··· Exercise data ···
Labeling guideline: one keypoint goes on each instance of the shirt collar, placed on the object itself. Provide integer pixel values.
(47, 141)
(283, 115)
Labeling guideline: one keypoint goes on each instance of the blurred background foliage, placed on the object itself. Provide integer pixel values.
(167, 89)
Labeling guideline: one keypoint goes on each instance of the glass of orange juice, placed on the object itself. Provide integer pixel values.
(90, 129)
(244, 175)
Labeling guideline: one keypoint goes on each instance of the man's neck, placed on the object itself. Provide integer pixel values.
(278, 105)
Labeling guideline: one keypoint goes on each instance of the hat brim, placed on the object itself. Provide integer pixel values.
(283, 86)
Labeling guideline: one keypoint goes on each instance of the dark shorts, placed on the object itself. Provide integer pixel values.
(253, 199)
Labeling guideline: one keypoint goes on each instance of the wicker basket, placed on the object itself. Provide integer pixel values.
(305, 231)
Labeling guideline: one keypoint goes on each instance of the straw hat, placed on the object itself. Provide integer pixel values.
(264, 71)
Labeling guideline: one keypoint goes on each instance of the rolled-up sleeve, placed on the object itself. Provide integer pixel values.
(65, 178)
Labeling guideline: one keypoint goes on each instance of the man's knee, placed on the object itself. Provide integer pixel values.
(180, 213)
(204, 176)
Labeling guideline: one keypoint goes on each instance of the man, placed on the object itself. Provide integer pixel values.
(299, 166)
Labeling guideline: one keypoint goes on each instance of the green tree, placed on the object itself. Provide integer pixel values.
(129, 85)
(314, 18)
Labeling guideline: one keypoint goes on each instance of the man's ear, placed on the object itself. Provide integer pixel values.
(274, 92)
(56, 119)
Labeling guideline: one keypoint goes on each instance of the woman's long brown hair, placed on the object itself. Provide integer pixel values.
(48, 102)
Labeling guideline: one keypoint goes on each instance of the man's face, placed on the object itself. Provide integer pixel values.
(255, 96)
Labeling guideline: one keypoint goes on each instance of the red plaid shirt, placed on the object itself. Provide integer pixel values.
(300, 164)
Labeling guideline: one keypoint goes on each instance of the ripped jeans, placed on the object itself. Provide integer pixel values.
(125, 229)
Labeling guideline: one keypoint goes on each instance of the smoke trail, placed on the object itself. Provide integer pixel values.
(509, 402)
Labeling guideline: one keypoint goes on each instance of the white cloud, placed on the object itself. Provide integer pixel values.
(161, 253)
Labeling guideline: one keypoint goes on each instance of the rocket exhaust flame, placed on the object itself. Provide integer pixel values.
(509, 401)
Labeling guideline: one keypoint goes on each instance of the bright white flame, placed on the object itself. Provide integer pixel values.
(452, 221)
···
### What you have to do
Copy the lines from the one containing "man's knee, placed" through the end of the rows, swapping "integer pixel values" for "whole-number pixel values" and changing nothing else.

### The result
Labeling guideline: one keypoint goes on each instance of the man's knee, placed on the object itself. Provide whole-number pixel values.
(180, 213)
(204, 176)
Labeling guideline: one keypoint goes on each instance of the man, placed on the object itself. Provide whole-number pixel values.
(299, 166)
Labeling guideline: one keypoint goes on each instance of the green tree, placed on the object itself. Provide whole-number pixel values.
(129, 85)
(314, 18)
Labeling guideline: one keypoint goes on each instance of the man's ear, placed on the object itself. Provide whole-number pixel values.
(274, 92)
(56, 119)
Labeling guideline: one keypoint goes on each instance of the woman's long brown hair, placed on the object itself. Provide whole-number pixel values.
(48, 102)
Labeling guideline: one keypoint goes on each instance of the man's face, placed on the object itself. Provide whole-number pixel values.
(255, 96)
Labeling guideline: one keypoint goes on each instance of the red plaid shirt, placed on the object itself. Provide whole-number pixel values.
(300, 164)
Labeling guideline: one keypoint goes on each instance of the ripped jeans, placed on the object itself. Provide whole-number pixel values.
(125, 229)
Labeling guideline: one keypoint goes on each instance of the smoke trail, placed on the object itself. Provide whole-number pixel values.
(509, 402)
Labeling guideline: one keypoint goes on each instance of the white cloud, placed on the object itself. Provide whole-number pixel values.
(161, 253)
Labeling guideline: one keypoint goes on each instance of the rocket exhaust flame, placed on the object itself. Provide whole-number pixel values.
(509, 401)
Labeling guideline: one keypoint goes on each instance of the bright white flame, placed on the object itself. Provide whole-number pixel values.
(452, 221)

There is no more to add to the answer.